PASSAGE.
-- START --
Monday 27 November 2023

Goodreads Choice Awards - Best Fantasy 2023

THE BOOK THAT WOULDN'T BURN got selected for the Goodreads Choice Awards nominee list, of 20 titles vying for Best Fantasy of 2023.

This happened to my first dozen or so books, with a bunch of them making the finals (I think King of Thorns came 4th!), but it hasn't happened for a while, and the merging of the fantasy catagory with paranormal romance buried the chances of making the list for a lot of epic fantasy since romance is so popular.

(For the record my books have been in the Goodreads Choice Award category for Best Fantasy eleven times, once in the Best Science Fiction category, for One Word Kill, and miraculously I was even in as an artist! That was for Wheelmouse And All The Crazy Robots which I did with Cely and was included in the award's Best Picturebook category.)

Anyway, don't be mistaken: this is entirely a popularity contest.

I'm posting this late since the first round of voting has just finished, and I very much doubt I'll make the final ten.

This year there's a new catagory called Romantasy, that has sucked out a lot of the super popular romance fantasies from the Fantasy catagory and this (plus the success of TBTWB) has allowed me to sneak back onto the list.

Here are some of the nominees.


The reason I make a song and dance about the vote is that it's a great marketing opportunity, and when you write for a living, such chances are not to sniffed at.

Look at the impact of the contest on the "to read" stats of TBTWB!




I say this is a popularity contest because it's the simple truth. Very few readers will have read more than a handful of the 20 nominees. I suspect most will have read 0 or 1.

Thus people are going to vote primarily for the book they read, rather than compare across the field and vote for the one they thought was best.

Votes will be tightly correlated with number of readers, which in turn is tightly correlated with number of Goodreads ratings.
-- END --
PROVIDED INFORMATION.
-- START --
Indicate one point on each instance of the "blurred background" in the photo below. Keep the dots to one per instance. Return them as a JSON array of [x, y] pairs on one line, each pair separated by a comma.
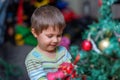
[[93, 31]]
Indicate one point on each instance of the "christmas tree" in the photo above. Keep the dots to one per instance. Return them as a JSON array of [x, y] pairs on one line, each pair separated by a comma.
[[100, 49]]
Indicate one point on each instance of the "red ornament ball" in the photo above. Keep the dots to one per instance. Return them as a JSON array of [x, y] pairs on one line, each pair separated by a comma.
[[86, 45]]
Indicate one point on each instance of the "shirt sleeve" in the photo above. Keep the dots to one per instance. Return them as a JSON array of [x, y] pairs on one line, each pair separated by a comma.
[[35, 70]]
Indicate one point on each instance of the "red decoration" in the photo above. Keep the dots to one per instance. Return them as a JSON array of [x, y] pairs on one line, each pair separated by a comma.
[[86, 45], [76, 59]]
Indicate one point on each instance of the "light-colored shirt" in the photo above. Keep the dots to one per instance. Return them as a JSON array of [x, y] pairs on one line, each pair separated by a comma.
[[38, 65]]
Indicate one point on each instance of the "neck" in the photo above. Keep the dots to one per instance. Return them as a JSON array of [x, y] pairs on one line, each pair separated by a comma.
[[50, 54]]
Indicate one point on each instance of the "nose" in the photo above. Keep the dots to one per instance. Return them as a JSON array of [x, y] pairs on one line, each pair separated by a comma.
[[55, 39]]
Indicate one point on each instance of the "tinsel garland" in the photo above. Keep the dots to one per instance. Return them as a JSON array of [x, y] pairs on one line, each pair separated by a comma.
[[104, 65]]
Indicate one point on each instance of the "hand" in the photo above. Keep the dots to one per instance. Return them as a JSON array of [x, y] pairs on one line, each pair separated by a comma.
[[55, 75]]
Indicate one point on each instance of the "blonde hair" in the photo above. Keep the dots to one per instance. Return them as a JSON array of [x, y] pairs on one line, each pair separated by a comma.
[[46, 16]]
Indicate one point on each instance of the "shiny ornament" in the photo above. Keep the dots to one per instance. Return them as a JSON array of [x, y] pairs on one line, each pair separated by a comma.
[[104, 44], [86, 45]]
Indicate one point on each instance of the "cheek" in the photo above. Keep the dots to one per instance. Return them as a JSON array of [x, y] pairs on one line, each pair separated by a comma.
[[60, 39]]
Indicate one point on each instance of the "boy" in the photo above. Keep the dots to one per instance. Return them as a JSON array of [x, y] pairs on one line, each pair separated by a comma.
[[47, 25]]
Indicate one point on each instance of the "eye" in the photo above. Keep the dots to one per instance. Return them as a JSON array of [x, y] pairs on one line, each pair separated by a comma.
[[59, 35], [49, 36]]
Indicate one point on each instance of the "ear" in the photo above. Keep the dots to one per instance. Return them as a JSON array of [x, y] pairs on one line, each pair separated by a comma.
[[34, 32]]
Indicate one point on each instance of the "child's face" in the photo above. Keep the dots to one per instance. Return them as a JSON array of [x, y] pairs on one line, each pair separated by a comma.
-- END --
WHAT IS NEEDED.
Answer these questions from the Goodreads awards post:
1. How many titles are on the nominee list for Best Fantasy of 2023?
2. Which book put the author in the Best Science Fiction category?
3. What is the new category this year called?

THE RESPONSE.
1. 20
2. One Word Kill
3. Romantasy